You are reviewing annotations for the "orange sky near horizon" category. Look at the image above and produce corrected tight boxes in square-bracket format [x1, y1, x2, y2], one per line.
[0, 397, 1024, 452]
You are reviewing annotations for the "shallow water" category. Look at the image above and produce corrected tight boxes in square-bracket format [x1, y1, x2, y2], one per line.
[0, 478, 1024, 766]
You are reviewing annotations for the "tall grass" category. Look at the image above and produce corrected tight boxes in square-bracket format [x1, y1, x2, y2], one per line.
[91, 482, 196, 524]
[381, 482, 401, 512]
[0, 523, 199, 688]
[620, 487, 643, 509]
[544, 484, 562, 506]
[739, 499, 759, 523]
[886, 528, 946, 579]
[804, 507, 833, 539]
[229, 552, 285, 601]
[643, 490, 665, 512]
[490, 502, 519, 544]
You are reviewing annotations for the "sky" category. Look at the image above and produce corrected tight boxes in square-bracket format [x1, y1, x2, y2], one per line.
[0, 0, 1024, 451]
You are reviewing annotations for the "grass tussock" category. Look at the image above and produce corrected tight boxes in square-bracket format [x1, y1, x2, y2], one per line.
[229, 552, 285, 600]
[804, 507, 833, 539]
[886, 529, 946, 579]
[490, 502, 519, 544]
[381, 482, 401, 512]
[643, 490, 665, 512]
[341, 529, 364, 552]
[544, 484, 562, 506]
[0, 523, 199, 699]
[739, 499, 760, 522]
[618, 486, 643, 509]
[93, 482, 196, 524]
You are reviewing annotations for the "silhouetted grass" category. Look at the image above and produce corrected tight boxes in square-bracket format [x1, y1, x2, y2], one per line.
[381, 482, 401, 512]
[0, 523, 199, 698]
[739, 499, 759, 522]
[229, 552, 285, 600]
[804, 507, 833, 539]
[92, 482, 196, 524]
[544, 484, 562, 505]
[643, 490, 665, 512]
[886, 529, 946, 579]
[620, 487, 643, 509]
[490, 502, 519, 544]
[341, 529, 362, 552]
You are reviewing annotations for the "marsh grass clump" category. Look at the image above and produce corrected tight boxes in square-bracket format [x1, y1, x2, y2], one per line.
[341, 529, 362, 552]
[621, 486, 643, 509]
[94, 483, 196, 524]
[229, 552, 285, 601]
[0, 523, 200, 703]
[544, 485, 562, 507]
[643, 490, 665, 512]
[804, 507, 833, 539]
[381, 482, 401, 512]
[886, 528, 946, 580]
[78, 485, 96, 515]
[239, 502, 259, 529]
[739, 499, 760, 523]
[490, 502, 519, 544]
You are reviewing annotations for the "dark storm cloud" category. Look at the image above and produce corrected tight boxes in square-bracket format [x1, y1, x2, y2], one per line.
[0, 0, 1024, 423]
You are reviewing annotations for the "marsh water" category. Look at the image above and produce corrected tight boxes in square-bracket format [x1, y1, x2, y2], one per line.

________________________

§ Your task:
Can you output, unchanged, everything in the entries from the very first line through the line containing "[0, 397, 1024, 452]", with both of those lines included?

§ Result below:
You are reviewing annotations for the "orange sky near horizon" category. Look at the image above and produce corrected tight boxes in square-bracket format [x1, y1, x2, y2], one per line.
[0, 397, 1024, 452]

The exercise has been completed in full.